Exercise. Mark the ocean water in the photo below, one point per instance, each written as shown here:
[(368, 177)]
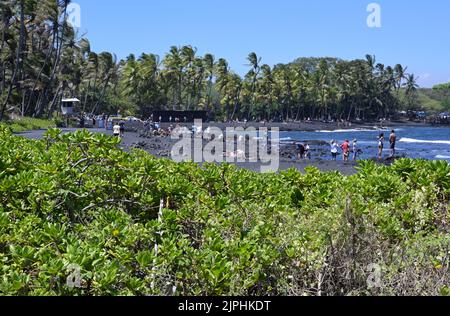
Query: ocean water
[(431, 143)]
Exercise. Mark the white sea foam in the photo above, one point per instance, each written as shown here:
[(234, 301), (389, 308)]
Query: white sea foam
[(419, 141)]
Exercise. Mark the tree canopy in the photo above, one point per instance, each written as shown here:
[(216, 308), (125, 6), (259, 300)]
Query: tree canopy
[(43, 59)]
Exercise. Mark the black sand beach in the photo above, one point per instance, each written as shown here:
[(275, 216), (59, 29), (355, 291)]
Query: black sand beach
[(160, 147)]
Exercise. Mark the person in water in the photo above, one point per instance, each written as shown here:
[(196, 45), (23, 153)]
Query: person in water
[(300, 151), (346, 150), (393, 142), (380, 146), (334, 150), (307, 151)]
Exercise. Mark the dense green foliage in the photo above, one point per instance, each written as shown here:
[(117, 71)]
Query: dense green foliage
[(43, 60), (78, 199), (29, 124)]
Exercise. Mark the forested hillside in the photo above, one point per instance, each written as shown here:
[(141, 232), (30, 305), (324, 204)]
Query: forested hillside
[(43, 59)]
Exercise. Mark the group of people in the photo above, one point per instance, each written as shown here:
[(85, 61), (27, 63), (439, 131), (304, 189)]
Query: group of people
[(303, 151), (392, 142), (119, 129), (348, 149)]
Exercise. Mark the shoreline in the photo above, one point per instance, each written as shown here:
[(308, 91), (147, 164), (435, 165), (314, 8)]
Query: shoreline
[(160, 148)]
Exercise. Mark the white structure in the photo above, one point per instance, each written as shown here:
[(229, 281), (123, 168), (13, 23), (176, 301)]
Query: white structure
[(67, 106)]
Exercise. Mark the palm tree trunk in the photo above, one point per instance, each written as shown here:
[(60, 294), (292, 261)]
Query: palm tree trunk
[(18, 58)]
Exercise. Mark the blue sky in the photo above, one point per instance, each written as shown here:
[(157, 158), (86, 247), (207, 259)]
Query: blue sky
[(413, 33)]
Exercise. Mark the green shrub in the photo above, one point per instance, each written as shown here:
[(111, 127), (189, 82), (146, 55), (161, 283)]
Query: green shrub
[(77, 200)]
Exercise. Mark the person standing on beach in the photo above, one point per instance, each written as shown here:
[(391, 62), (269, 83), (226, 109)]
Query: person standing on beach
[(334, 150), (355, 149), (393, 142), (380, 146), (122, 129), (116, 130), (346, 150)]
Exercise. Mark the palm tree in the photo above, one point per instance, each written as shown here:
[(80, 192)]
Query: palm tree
* * *
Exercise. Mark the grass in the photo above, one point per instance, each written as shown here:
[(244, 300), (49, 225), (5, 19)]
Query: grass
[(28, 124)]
* * *
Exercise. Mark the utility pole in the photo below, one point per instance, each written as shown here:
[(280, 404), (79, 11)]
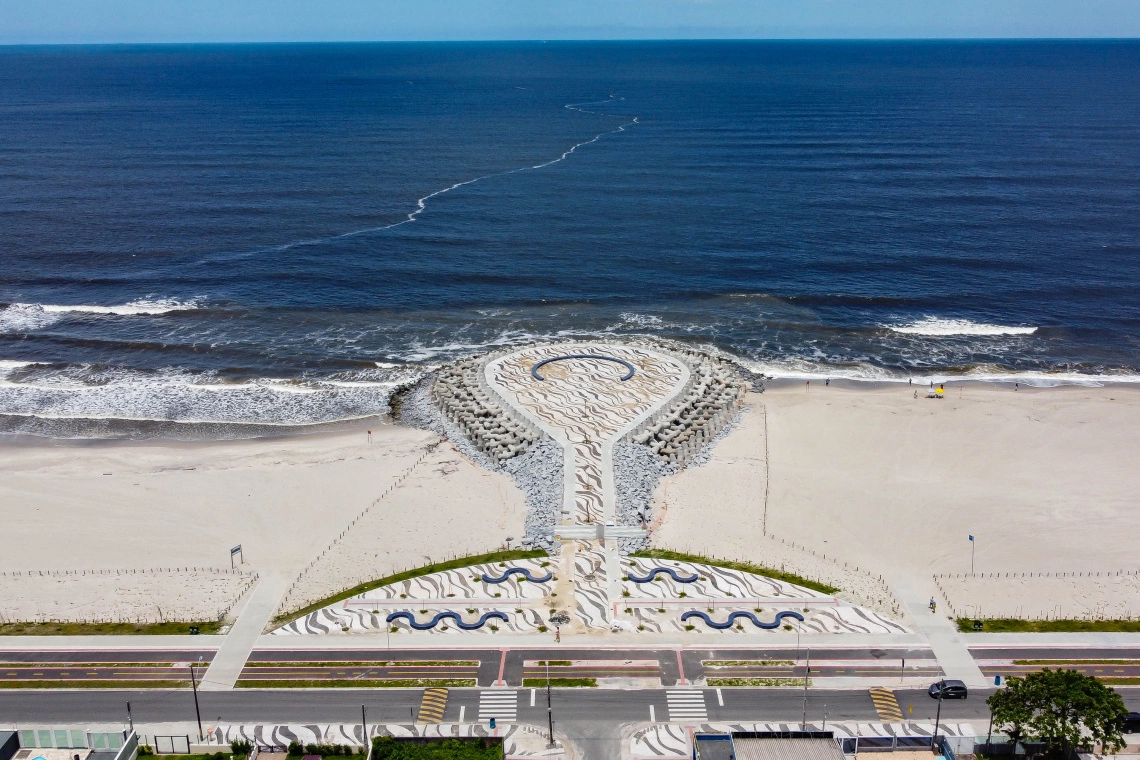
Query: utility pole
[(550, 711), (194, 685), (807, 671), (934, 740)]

练习任务: 将记录中从含有“Exercise. Mark the utility”的一行到含有“[(550, 711), (194, 685), (807, 671), (934, 740)]”的一行（首尾两行均包括在内）重写一遍，把其中的“utility pole”替换为“telephone pole”，其余内容保持不变。答案中略去图片。

参考答案:
Exercise. Mark the telephone pole in the photo below, one point per instance, each written as shown here:
[(280, 404), (79, 11)]
Query: telephone pole
[(550, 711), (194, 685), (807, 671), (934, 740)]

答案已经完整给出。